=== CE QU'IL FAUT FAIRE ===
1. D'après le texte sur la plaque du Jardin des Plantes, expliquez pourquoi le juge aurait fait graver et apposer cette plaque, en une à trois phrases.
2. Traduisez en anglais cette phrase du texte sur la plaque du Jardin des Plantes : « Peu après, on avait découvert le vrai coupable, et constaté leur innocence. »
3. Recopiez le passage du texte sur la plaque du Jardin des Plantes compris entre « J'ai toujours pensé » et « authentique, après tout... », ces deux segments inclus.

--- TEXTE PRÉSENTÉ ---

Pourtant, une petite légende l'entoure et l'auréole. Car Ecorchard a toujours affirmé l'avoir sauvée des décombres d'une bâtisse démolie, dans la vieille rue des Trois-Pendus qui longeait autrefois le jardin. Selon lui, la plaque commémorait une sinistre aventure, également rappelée par le nom de la rue :
En 1595, trois jeunes gens accusés de meurtre avaient été hâtivement condamnés à mort et pendus. Peu après, on avait découvert le vrai coupable, et constaté leur innocence. Mais bien sûr il était trop tard pour ramener à la vie les trois jeunes suppliciés. Dans un élan de remords et de droiture à l'antique, le juge responsable de l'erreur aurait fait graver et apposer cette plaque sur la façade de la maison du crime.
J'ai toujours pensé qu'Ecorchard avait entièrement inventé cette histoire et commandé lui-même la plaque, discrètement, à un graveur local - dans l'esprit gothique et méditatif du manoir que se faisait construire, à peu près au même moment, le fameux Thomas Dobrée.
Evidemment, me direz-vous, on ne peut pas le prouver, et qui sait si l'histoire n'est pas authentique, après tout...
Une chose est sûre : dans ce petit Eden qu'est le Jardin des Plantes imaginé par Ecorchard, dans ce vert paradis clos sur lui-même, tout ondulant de ses lacs, de ses cascades, de sa grotte, de sa "montagne" bâtie par des vieillards, de ses arbres et de ses fleurs venus du monde entier, de ses chemins qui tournent, de ses colombes toutes blanches et de ses bancs Le Centaure, cette plaque est, en quelque sorte, le point d'orgue nécessaire. A l'écart des badauds, elle est comme un prolongement, au-delà de la mort, du rêve d'harmonie, de bonheur et de perfection de cet homme remarquable, de cet Henry Thoreau de chez nous. Je crois même qu'elle nous donne tout le sens de son jardin.

--- DONNÉES AFFICHÉES ---

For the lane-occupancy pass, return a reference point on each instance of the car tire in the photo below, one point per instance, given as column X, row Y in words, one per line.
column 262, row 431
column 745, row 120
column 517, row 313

---

=== RÉPONSES DANS L'ORDRE ===
1. Selon l'histoire rapportée par Ecorchard, ce juge avait fait condamner à mort et pendre trois jeunes gens accusés de meurtre, en 1595. On découvrit ensuite le vrai coupable, ce qui prouvait leur innocence. Pris de remords et par droiture à l'antique, il aurait fait poser la plaque sur la façade de la maison du crime.

2. Shortly afterward, the real culprit had been discovered and their innocence established.

3.
J'ai toujours pensé qu'Ecorchard avait entièrement inventé cette histoire et commandé lui-même la plaque, discrètement, à un graveur local - dans l'esprit gothique et méditatif du manoir que se faisait construire, à peu près au même moment, le fameux Thomas Dobrée.
Evidemment, me direz-vous, on ne peut pas le prouver, et qui sait si l'histoire n'est pas authentique, après tout...